● **EXERCISE DIRECTIONS**: Reproduce exactly the lines from the top of the records below through the line holding "Target: black turtleneck sweater".

++++ THE INPUT

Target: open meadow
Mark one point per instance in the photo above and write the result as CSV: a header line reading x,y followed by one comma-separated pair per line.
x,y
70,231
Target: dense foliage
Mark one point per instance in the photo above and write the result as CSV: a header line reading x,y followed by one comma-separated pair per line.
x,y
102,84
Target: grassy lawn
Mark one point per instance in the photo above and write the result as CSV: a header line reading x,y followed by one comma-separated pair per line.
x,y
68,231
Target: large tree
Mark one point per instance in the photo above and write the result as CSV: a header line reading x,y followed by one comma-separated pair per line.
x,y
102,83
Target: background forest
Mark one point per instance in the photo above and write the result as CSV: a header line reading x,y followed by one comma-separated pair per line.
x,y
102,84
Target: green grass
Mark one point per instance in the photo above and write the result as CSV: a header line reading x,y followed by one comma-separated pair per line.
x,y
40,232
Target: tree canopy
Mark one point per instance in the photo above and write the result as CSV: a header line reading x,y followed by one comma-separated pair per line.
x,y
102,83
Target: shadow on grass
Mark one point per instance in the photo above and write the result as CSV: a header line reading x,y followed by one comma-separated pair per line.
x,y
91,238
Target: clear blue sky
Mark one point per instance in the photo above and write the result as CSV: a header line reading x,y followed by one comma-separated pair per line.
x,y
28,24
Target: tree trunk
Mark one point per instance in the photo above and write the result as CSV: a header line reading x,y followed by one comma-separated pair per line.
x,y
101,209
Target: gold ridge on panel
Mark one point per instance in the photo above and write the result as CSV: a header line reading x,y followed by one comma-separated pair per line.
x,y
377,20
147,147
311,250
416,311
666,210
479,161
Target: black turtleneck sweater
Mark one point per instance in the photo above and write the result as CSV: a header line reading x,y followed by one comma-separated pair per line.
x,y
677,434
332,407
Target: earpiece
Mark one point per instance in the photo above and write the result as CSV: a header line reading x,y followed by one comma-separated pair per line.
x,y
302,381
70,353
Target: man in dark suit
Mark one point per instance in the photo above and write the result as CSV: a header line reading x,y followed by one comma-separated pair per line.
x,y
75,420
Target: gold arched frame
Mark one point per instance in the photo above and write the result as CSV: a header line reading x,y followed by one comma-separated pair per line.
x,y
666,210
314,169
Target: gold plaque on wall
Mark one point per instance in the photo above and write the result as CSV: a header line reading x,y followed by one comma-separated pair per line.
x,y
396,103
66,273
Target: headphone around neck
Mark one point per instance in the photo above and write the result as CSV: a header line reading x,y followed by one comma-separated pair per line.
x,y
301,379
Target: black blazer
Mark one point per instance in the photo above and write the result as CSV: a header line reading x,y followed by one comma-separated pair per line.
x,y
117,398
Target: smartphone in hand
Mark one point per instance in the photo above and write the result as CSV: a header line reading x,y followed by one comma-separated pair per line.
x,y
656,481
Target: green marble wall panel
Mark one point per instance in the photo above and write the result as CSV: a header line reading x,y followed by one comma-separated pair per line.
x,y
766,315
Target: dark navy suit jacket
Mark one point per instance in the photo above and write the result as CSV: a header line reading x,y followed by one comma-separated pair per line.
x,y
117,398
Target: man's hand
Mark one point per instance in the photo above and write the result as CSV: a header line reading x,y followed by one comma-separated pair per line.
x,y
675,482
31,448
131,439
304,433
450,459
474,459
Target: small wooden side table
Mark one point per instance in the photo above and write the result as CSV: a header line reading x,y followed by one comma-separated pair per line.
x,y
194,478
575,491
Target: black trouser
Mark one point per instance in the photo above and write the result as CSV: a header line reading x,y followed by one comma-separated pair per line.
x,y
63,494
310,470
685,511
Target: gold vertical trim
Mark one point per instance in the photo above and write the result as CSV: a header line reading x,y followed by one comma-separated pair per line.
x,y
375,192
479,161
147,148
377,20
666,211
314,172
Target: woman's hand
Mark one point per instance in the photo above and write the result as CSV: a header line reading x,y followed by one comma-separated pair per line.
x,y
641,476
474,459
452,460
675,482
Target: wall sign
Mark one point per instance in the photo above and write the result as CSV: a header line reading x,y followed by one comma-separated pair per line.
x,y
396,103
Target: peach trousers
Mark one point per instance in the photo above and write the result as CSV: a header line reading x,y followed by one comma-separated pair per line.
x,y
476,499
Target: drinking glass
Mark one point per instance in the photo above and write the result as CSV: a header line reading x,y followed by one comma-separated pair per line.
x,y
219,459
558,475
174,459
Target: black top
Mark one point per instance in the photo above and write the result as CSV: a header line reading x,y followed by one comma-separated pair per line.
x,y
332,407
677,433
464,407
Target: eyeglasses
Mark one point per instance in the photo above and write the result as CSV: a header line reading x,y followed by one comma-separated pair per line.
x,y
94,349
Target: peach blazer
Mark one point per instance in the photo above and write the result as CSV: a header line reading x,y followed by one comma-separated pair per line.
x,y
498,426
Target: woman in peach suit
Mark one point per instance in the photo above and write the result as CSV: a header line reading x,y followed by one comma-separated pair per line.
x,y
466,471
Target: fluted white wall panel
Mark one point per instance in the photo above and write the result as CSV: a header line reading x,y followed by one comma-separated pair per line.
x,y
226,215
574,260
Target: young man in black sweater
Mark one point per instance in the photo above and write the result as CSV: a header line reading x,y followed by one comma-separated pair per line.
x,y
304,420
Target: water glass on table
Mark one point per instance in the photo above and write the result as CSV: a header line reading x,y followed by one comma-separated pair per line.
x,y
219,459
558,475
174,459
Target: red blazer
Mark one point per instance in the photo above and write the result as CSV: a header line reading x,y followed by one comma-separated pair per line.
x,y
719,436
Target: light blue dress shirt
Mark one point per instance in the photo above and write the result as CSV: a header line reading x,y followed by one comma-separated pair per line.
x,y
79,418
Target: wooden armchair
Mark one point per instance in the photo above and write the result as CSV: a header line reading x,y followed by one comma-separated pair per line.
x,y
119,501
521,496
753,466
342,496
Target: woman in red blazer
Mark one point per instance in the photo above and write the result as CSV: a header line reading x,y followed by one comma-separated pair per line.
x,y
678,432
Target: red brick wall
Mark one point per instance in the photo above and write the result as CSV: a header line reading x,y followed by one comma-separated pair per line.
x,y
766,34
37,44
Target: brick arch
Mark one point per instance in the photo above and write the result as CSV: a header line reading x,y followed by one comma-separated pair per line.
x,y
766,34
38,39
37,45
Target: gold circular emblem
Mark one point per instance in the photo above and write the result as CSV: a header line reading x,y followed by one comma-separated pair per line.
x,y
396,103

++++++++

● **REPLY TO THE TASK**:
Target: open meadow
Mark one point per instance in the photo above and write the result as CSV: a header line reading x,y followed by one comma-separated pair per line.
x,y
70,231
Target: dense foliage
Mark one point per instance in the photo above and write the result as CSV: a header line reading x,y followed by one comma-separated pair per line.
x,y
102,84
Target: grassy lawn
Mark one point per instance in the photo above and write the result as CSV: a header line reading x,y followed by one comma-separated pair per line.
x,y
68,231
Target: large tree
Mark one point per instance in the photo above and write the result as CSV: a header line reading x,y followed by one comma-separated pair per line.
x,y
102,83
Target: background forest
Mark one point per instance in the photo above and write the result as CSV: a header line reading x,y followed by one comma-separated pair per line.
x,y
102,84
Target: green grass
Mark one point per instance in the photo above and write the result as CSV: a header line reading x,y followed by one comma-separated pair per line.
x,y
40,232
Target: tree canopy
Mark one point per instance in the photo above and write the result as CSV: a header line reading x,y followed by one comma-separated pair per line.
x,y
102,83
Target: shadow on grass
Mark one point per instance in the photo above and write the result as CSV: a header line reading x,y followed by one comma-separated pair per line.
x,y
91,238
Target: clear blue sky
Mark one point per instance in the photo above and write the result as CSV: a header line reading x,y followed by one comma-separated pair per line.
x,y
28,24
Target: tree trunk
Mark one point per instance in the photo above and write the result as CSV: a header line reading x,y followed by one comma-separated pair per line.
x,y
101,209
Target: gold ridge on panel
Mark one point per instance in the photo above and write the result as CSV: a header line reading x,y followed by one comma-separated pair per line.
x,y
377,20
147,147
311,250
416,311
666,210
479,161
Target: black turtleneck sweater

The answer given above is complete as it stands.